*WHAT IS EXPECTED*: The full set of lines below has to be written out again exactly.

*Saved data entries*:
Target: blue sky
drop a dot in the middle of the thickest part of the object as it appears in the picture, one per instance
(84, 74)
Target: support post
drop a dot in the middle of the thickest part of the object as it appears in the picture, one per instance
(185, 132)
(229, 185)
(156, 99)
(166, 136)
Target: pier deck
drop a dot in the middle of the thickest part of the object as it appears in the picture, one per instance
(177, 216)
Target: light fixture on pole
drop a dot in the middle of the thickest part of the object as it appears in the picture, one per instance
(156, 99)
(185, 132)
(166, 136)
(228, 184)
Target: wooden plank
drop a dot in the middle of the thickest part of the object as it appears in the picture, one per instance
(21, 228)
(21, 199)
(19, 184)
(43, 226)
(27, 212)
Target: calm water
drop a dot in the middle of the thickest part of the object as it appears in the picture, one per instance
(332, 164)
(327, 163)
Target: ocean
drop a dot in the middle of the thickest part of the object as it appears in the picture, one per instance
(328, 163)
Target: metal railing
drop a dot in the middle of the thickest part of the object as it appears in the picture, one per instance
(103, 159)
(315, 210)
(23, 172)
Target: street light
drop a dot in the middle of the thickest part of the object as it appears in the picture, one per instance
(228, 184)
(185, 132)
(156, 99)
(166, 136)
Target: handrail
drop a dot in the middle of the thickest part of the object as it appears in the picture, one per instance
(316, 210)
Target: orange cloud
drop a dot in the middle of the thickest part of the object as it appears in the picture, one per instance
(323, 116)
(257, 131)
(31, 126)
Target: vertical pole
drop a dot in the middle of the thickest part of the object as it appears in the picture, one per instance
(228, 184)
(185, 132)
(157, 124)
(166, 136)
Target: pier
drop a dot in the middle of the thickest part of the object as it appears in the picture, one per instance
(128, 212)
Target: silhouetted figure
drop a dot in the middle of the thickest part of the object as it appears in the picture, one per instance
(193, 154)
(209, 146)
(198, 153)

*EXPECTED ANSWER*:
Target: blue sky
drop a dot in the middle of the thickest part of the object as it appears in the picture, one per instance
(84, 74)
Target: support post
drop a dot in the middle of the thickest part of the object as it appears in the picture, one per instance
(185, 132)
(229, 185)
(156, 99)
(166, 136)
Target: pier deck
drop a dot in the middle of the thickest part of the object as it appears in the picture, one per instance
(177, 216)
Target: light fixture on pole
drop a dot in the middle of the thickest part of the object as it appears in the picture, one per instance
(156, 99)
(185, 132)
(166, 136)
(228, 184)
Target: wooden plank
drop a dot in the middle of the thickest part of the object as it appears in the picture, one per instance
(21, 228)
(21, 199)
(19, 184)
(43, 226)
(27, 212)
Target: calm water
drop a dot in the middle of the thickest part of the object as it appears in the picture, one per instance
(332, 164)
(327, 163)
Target: ocean
drop a dot in the middle of the thickest part of the object as it appears in the picture, one per instance
(328, 163)
Target: metal railing
drop a dot in the middle of the thickest part of the object as it appears in the picture, one per instance
(103, 159)
(315, 210)
(23, 172)
Target: street light
drop a dot in the middle of the thickest part of the object as it appears in the picture, one per instance
(228, 184)
(185, 132)
(156, 99)
(166, 136)
Target: handrail
drop a dot in the middle of the thickest part of the object as it appears in the picture, one per instance
(316, 210)
Target: orange cloud
drop a dot in the middle of the thickest part of the object as it appears in the picture, one per instance
(323, 116)
(257, 131)
(31, 126)
Target: vertical pole
drop a dot in the middle of the thickest part of the object as it appears in the picture, one per instance
(228, 184)
(185, 132)
(157, 124)
(166, 136)
Target: pier
drop a dot in the middle of the thickest part of the object as it appears in the picture, one per instance
(128, 212)
Target: silhouetted figure
drop a dot in the middle of the thickest part of the object as it appears in the picture, one per instance
(193, 154)
(209, 146)
(198, 153)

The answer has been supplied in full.